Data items
········

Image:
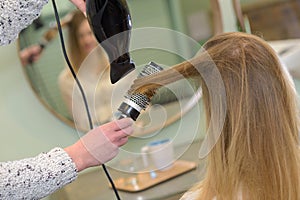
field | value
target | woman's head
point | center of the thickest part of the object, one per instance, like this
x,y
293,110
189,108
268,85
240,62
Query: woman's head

········

Return each entry exactly as it appears above, but exclude the pictures.

Image:
field | value
target | woman's head
point | center of the thickest part of the object, one per instance, like this
x,y
293,110
189,108
268,85
240,62
Query: woman's head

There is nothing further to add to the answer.